• [About this exercise]:
Answer these questions from the text on the contraband of America:
1. On what date were the first shots of the Civil War fired at Fort Sumter?
2. Where were the three men taken to build an artillery battery for the Confederacy?
3. What Union stronghold could they escape to?

• [Document excerpt]:
*** Block opens ***

The Forgotten: The Contraband of America and the Road to Freedom
Their names were Shepard Mallory, Frank Baker, and James Townsend. Little evidence documents their existence as enslaved field hands on a farm near Hampton, Virginia, aside from a few scribbled notes in an overseer’s journal, listing them as property. But their lives were forever changed after the first shots of the Civil War were fired at Fort Sumter on April 12, 1861. The three men were taken by their master to Sewell’s Point, near present-day Norfolk, and put to work building an artillery battery for the Confederacy. Within days, they learned that their owner wanted to take them to North Carolina, where, separated from their families, they would be put to work constructing another rebel output.
They had a decision to make: Go with their master and aid the Confederate war effort? Or embark on a risky run for freedom by escaping to the Union stronghold at Fort Monroe? Mallory, Baker, and Townsend knew that if they were turned back at the fort, they would likely face whipping—or worse. They also knew that if they somehow persuaded the Union soldiers to offer them refuge, their families in Hampton might be harmed in retribution. They didn’t know that the consequences of their decision would mark the turning point in a war, long before the battles of Vicksburg or Gettysburg.

*** Block closes ***

• [Dataset content]:

*** Block opens ***

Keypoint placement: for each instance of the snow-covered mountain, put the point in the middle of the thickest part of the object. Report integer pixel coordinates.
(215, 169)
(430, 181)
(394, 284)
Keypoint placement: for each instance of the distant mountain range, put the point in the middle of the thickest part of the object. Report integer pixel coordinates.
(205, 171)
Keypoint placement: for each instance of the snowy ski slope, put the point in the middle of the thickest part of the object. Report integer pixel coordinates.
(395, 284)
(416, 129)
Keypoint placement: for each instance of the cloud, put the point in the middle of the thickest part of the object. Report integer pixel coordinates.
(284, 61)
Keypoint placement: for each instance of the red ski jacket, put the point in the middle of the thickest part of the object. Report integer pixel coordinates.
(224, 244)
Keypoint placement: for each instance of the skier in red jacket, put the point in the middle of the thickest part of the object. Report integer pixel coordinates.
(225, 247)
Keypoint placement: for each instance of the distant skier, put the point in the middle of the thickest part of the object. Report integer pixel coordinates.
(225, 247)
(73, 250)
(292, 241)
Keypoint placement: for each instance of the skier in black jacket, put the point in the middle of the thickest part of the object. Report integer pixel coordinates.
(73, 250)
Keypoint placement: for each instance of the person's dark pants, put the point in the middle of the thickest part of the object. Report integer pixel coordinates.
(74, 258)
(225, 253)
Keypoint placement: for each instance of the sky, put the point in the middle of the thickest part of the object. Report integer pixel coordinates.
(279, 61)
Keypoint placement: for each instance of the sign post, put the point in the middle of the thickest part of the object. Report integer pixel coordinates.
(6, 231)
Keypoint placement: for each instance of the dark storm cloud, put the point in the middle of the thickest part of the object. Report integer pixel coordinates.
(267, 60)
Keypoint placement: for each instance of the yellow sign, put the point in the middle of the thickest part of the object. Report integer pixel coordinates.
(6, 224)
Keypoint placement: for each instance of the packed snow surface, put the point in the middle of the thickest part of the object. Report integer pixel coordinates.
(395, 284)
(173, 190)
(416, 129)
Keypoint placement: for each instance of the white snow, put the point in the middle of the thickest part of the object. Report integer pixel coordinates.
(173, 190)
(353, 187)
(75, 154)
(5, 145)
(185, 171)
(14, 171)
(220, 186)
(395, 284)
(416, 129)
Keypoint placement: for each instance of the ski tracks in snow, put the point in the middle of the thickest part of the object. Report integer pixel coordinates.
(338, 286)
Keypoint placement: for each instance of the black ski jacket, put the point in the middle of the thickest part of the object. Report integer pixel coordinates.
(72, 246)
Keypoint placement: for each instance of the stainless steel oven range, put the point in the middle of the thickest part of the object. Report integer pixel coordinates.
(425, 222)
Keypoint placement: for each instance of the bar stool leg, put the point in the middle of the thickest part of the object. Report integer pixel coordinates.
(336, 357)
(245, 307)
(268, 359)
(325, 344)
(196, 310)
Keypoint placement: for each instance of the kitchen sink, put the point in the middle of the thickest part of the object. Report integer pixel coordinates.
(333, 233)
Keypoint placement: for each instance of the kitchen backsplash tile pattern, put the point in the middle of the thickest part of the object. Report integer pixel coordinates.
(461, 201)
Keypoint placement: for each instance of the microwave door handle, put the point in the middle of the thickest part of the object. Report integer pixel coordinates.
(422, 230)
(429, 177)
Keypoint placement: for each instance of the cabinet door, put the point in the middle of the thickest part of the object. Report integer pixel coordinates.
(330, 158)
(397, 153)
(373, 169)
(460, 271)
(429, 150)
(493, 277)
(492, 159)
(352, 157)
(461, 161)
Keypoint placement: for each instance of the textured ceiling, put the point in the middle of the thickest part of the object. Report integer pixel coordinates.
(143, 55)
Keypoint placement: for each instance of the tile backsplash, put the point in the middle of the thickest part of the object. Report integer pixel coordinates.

*** Block closes ***

• [Expected output]:
1. April 12, 1861
2. Sewell's Point, near present-day Norfolk
3. Fort Monroe